→ WHAT TO PRODUCE
Rewrite all of the material below as a numbered list, skipping blank lines and leaving out the picture markers.

→ MATERIAL

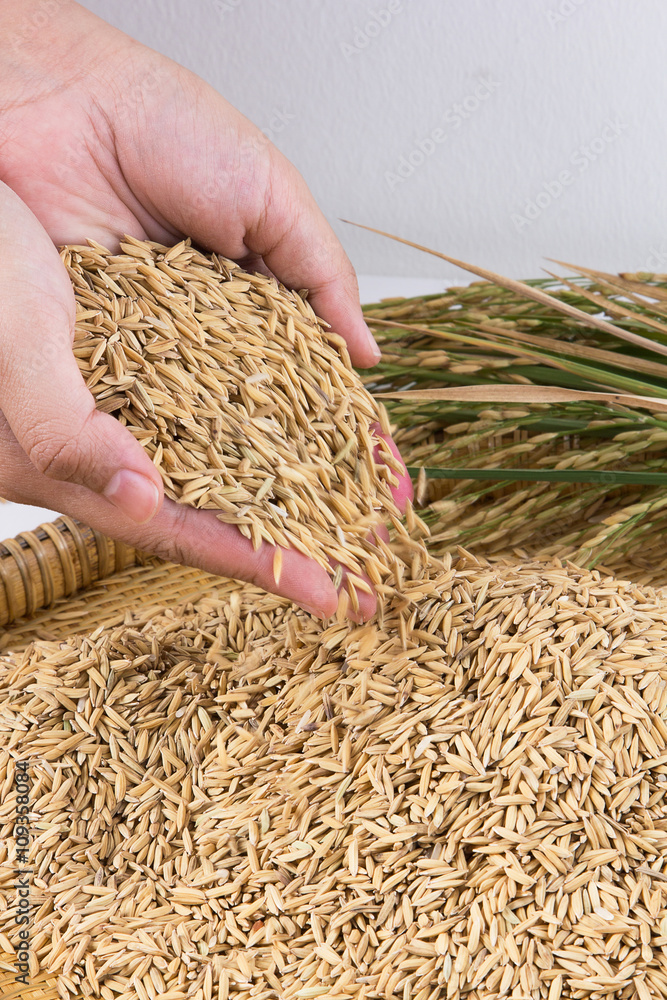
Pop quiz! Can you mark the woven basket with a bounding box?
[0,508,667,1000]
[0,517,232,1000]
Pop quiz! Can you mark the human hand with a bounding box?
[0,0,412,616]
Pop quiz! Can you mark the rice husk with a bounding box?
[61,237,402,598]
[0,552,667,1000]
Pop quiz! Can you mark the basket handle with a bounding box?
[0,515,138,626]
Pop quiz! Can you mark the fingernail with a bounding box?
[364,323,382,364]
[104,469,160,524]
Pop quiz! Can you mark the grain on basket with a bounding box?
[61,237,420,601]
[0,553,667,1000]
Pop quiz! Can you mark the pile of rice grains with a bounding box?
[0,236,667,1000]
[62,240,416,607]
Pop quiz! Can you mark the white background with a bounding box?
[5,0,667,537]
[74,0,667,278]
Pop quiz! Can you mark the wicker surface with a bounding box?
[0,517,137,626]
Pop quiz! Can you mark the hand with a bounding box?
[0,0,411,616]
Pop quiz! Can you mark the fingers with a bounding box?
[0,414,338,618]
[0,184,162,523]
[245,162,380,368]
[371,424,414,513]
[116,71,380,367]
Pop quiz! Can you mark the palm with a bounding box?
[0,0,410,610]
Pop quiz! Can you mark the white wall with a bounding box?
[75,0,667,277]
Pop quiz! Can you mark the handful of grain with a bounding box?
[62,237,402,603]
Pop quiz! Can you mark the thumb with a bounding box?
[0,183,162,523]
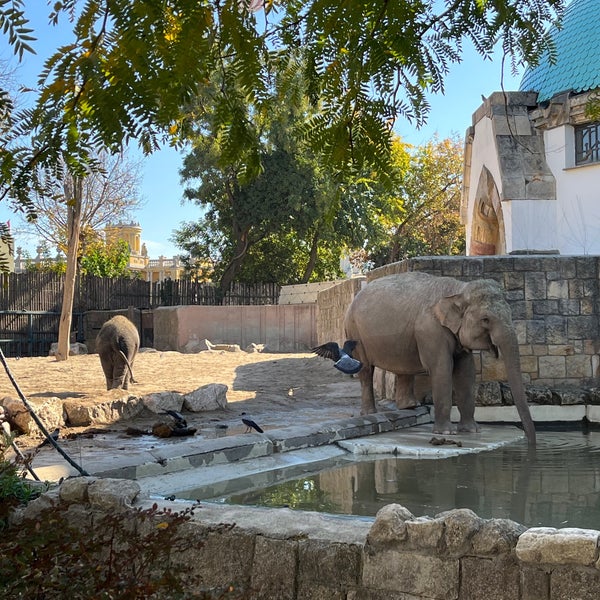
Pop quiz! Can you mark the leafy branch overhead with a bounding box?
[0,0,565,206]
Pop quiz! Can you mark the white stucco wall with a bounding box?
[466,117,502,254]
[466,117,564,254]
[544,125,600,254]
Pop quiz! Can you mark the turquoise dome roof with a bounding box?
[519,0,600,102]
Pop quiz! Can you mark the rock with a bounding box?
[436,508,483,556]
[472,519,527,556]
[33,396,65,431]
[244,343,265,354]
[524,385,555,404]
[516,527,600,566]
[58,477,96,504]
[142,392,184,414]
[183,383,228,412]
[2,397,35,433]
[367,504,414,548]
[48,342,88,356]
[552,387,588,406]
[63,400,92,427]
[88,478,140,510]
[475,381,502,406]
[406,517,444,551]
[152,423,173,438]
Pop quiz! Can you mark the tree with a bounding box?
[0,0,565,211]
[29,152,141,256]
[369,137,465,266]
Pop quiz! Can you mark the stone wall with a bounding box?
[317,255,600,386]
[13,477,600,600]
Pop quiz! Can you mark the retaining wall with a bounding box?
[154,303,317,352]
[317,255,600,386]
[16,477,600,600]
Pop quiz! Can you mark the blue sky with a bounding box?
[0,7,521,258]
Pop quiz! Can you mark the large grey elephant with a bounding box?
[344,272,535,445]
[96,315,140,390]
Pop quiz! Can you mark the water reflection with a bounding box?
[180,432,600,529]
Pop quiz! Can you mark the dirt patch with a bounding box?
[0,351,360,445]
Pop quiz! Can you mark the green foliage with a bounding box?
[0,504,247,600]
[0,431,40,528]
[0,0,565,208]
[79,240,131,277]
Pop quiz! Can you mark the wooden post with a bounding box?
[56,177,83,361]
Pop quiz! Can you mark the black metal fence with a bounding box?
[0,272,281,312]
[0,273,281,356]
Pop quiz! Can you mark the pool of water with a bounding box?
[177,431,600,529]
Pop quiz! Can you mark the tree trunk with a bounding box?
[56,177,83,360]
[300,229,320,283]
[219,231,250,303]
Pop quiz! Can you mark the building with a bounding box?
[10,222,184,282]
[461,0,600,255]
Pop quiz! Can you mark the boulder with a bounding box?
[142,392,184,415]
[183,383,228,412]
[48,342,88,356]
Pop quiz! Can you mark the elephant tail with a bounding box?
[117,337,137,383]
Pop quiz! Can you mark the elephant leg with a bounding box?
[430,356,456,435]
[396,375,419,408]
[358,365,377,415]
[100,354,114,390]
[452,352,480,433]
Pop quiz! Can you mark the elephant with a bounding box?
[344,272,536,445]
[96,315,140,390]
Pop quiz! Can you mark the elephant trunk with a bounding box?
[494,328,536,446]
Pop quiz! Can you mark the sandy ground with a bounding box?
[0,350,360,446]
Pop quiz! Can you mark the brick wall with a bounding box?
[317,255,600,386]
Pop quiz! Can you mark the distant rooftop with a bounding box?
[519,0,600,102]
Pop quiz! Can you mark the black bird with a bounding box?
[38,427,60,448]
[242,413,264,433]
[162,410,187,429]
[311,340,362,375]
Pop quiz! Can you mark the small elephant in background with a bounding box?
[96,315,140,390]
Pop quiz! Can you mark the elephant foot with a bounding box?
[458,421,481,433]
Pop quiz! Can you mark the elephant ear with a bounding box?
[433,294,466,335]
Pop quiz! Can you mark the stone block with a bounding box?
[298,539,362,589]
[87,478,140,511]
[547,279,569,300]
[552,569,600,600]
[142,392,184,414]
[525,271,547,300]
[406,517,444,553]
[521,565,550,600]
[525,320,546,344]
[516,527,600,566]
[566,354,594,379]
[250,536,298,600]
[437,508,483,556]
[362,549,459,600]
[538,356,567,379]
[190,528,255,586]
[574,256,598,279]
[567,315,598,340]
[460,556,520,600]
[472,519,527,556]
[58,477,96,503]
[367,504,414,550]
[183,383,228,412]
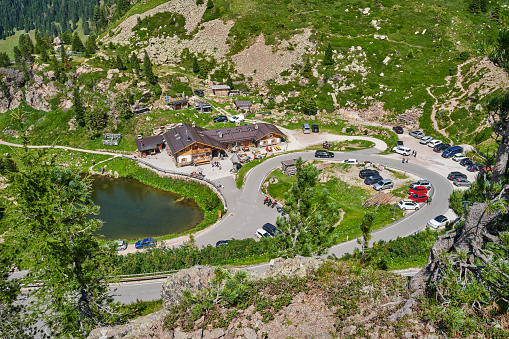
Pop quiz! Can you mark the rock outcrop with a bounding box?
[88,258,322,339]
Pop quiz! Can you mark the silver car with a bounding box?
[452,179,470,187]
[373,179,394,191]
[410,180,432,191]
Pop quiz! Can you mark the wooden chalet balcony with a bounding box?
[182,147,212,155]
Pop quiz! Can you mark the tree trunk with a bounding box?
[409,203,502,293]
[491,122,509,184]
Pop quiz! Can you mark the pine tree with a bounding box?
[143,51,156,84]
[85,34,97,56]
[193,57,200,74]
[13,46,23,65]
[2,154,121,338]
[276,158,339,256]
[302,57,313,78]
[72,86,85,127]
[323,42,334,66]
[116,54,126,70]
[72,32,85,52]
[130,53,141,76]
[82,18,90,35]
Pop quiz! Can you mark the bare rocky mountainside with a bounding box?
[88,258,450,339]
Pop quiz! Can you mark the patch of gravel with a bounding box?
[232,29,315,84]
[103,0,207,45]
[139,19,235,64]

→ TASK RESPONSE
1. Pop quiz! Can you mark the woven basket with a bounding box?
2. [0,508,667,1000]
3. [0,517,232,1000]
4. Pop quiz! Can you mark the human hand with a bounding box?
5. [0,0,412,616]
6. Pop quiz! Can you mark the rice husk with a bounding box?
7. [61,237,402,598]
8. [0,552,667,1000]
9. Pop quiz! Can you mark the basket handle with a bounding box?
10. [0,515,138,626]
11. Pop quiz! Can you mark the fingernail with a bounding box?
12. [364,323,382,364]
13. [104,469,160,524]
14. Pop quiz! Can you mark the grain on basket with a bounding box?
15. [61,237,420,601]
16. [0,553,667,1000]
17. Pop quiz! Can you mark the pile of rice grains with a bounding box?
18. [0,236,667,1000]
19. [62,240,416,607]
20. Pop quiz! Can you mark the white background with a bounding box?
21. [5,0,667,537]
22. [74,0,667,278]
23. Pop quiz! Can you mark the wicker surface with a bounding box?
24. [0,517,137,626]
25. Pop quiz! Can you mark the hand with a bounding box?
26. [0,0,411,616]
27. Pop quiz! Can you mark the fingers with a bounding box?
28. [0,414,338,618]
29. [0,184,162,523]
30. [245,162,380,368]
31. [371,424,414,513]
32. [116,71,380,367]
33. Pop quiz! Can you mark the palm with a bounding box?
34. [0,0,410,610]
35. Pop quiz! Can you mark the white wall with a bounding box?
36. [75,0,667,277]
37. Pop quiz! Can you mark the handful of grain with a bounding box?
38. [62,237,402,603]
39. Pop quiz! Can you mark the thumb with a bounding box?
40. [0,183,162,523]
41. Pop quiz! Can you mark the leafy branch overhead with a bounding box?
42. [0,0,565,206]
43. Pop quiz! Can you mark the white stucco wall with a bounding box?
44. [466,117,502,254]
45. [466,117,564,254]
46. [544,125,600,254]
47. Pop quiz! Can you mark the turquoise dome roof with a bounding box?
48. [519,0,600,102]
49. Pop quiz! Can you mark the rock with a bounding box?
50. [436,508,483,556]
51. [472,519,527,556]
52. [33,396,65,431]
53. [244,343,265,354]
54. [524,385,555,404]
55. [516,527,600,566]
56. [58,477,96,504]
57. [142,392,184,414]
58. [183,383,228,412]
59. [2,397,35,433]
60. [367,504,414,548]
61. [48,342,88,356]
62. [552,387,588,406]
63. [63,400,92,427]
64. [88,478,140,510]
65. [475,381,502,406]
66. [406,517,444,551]
67. [152,423,173,438]
68. Pop quiz! Can you mark the tree with a bounding box?
69. [0,0,565,211]
70. [29,152,141,256]
71. [369,137,465,266]
72. Pop quiz! Can you mark the stone wall with a bounding box?
73. [317,255,600,386]
74. [13,477,600,600]
75. Pop quiz! Can you mark the retaining wall with a bounding box?
76. [154,303,317,352]
77. [317,255,600,386]
78. [16,477,600,600]
79. Pop quiz! Can you mark the blue sky with a bounding box?
80. [0,7,521,258]
81. Pop quiz! Can you mark the large grey elephant with a bounding box?
82. [344,272,535,445]
83. [96,315,140,390]
84. Pop quiz! Can you mark the water reflection with a bounding box?
85. [180,432,600,529]
86. Pop quiz! Can you mark the dirt patch with a bounding box?
87. [0,351,360,445]
88. Pop quiz! Can you mark the green foliage with a bounding box?
89. [0,504,247,600]
90. [0,431,40,528]
91. [0,0,565,208]
92. [79,240,131,277]
93. Pop quiz! Can you mark the wooden post with a bounding box?
94. [56,177,83,361]
95. Pop quiz! Can you mark the black metal fence with a bounding box?
96. [0,272,281,312]
97. [0,273,281,356]
98. Pop quiz! Can you mark the pool of water with a bounding box?
99. [177,431,600,529]
100. Pop quiz! Can you mark the tree trunk with a bounding box?
101. [56,177,83,360]
102. [300,229,320,283]
103. [219,231,250,303]
104. Pop quiz! Can you mark the building with a bounding box?
105. [10,222,184,282]
106. [461,0,600,255]
107. Pop quiz! Can you mark the boulder with a bounding box?
108. [142,392,184,415]
109. [183,383,228,412]
110. [48,342,88,356]
111. Pop quiz! Can you mark the elephant tail with a bounding box?
112. [117,337,137,383]
113. Pop quiz! Can you mark the elephant leg with a bounding box?
114. [430,356,456,435]
115. [396,375,419,408]
116. [358,365,377,415]
117. [100,354,114,390]
118. [452,352,480,433]
119. Pop quiz! Can you mark the elephant with a bounding box?
120. [344,272,536,445]
121. [96,315,140,390]
122. Pop quiz! Can you mark the elephant trunk with a bounding box?
123. [494,328,536,446]
124. Pop quiz! Can you mark the sandy ground with a bounding box?
125. [0,350,360,446]
126. Pop quiz! Can you mark the brick wall with a bounding box?
127. [317,255,600,386]
128. Pop quiz! Can you mark the distant rooftop with a bounding box?
129. [519,0,600,102]
130. Pop quiz! Can you mark the black bird with a bounding box?
131. [38,427,60,448]
132. [242,413,264,433]
133. [162,410,187,429]
134. [311,340,362,375]
135. Pop quiz! Can you mark the small elephant in background with a bounding box?
136. [96,315,140,390]
137. Pop quiz! Can you mark the elephant foot with a bounding box?
138. [458,421,481,433]
139. Pop quiz! Can you mark the elephant ear with a bounding box?
140. [433,294,466,335]
141. Pop quiz! Can you mark the stone block with a bounding box?
142. [298,539,362,589]
143. [87,478,140,511]
144. [547,279,569,300]
145. [552,569,600,600]
146. [142,392,184,414]
147. [525,271,547,300]
148. [406,517,444,553]
149. [521,565,550,600]
150. [525,320,546,344]
151. [516,527,600,566]
152. [566,354,594,379]
153. [250,536,298,600]
154. [437,508,483,556]
155. [362,549,459,600]
156. [538,356,567,379]
157. [190,528,255,586]
158. [574,256,598,279]
159. [567,315,598,340]
160. [460,556,520,600]
161. [472,519,527,556]
162. [58,477,96,503]
163. [367,504,414,550]
164. [183,383,228,412]
165. Pop quiz! Can you mark the rock outcrop with a bounding box?
166. [88,258,322,339]
167. Pop quiz! Can you mark the silver car with a bounding box?
168. [452,179,470,187]
169. [373,179,394,191]
170. [410,180,432,191]
171. Pop quiz! Can you mark the wooden chalet balcony with a bounding box?
172. [182,147,212,155]
173. Pop quiz! Can you mark the tree trunk with a bounding box?
174. [409,203,502,293]
175. [491,122,509,184]
176. Pop quiz! Can you mark the pine tree with a bounding box?
177. [143,51,156,84]
178. [85,34,97,56]
179. [193,57,200,74]
180. [13,46,23,65]
181. [2,154,121,338]
182. [276,158,339,256]
183. [302,57,313,78]
184. [72,86,85,127]
185. [323,42,334,66]
186. [116,54,126,70]
187. [72,32,85,52]
188. [130,53,141,76]
189. [82,18,90,35]
190. Pop quiz! Can you mark the bare rocky mountainside with a bounding box?
191. [88,258,450,339]
192. Pop quiz! Can you mark the patch of gravel with a bounding box?
193. [232,29,315,84]
194. [103,0,207,45]
195. [139,19,235,64]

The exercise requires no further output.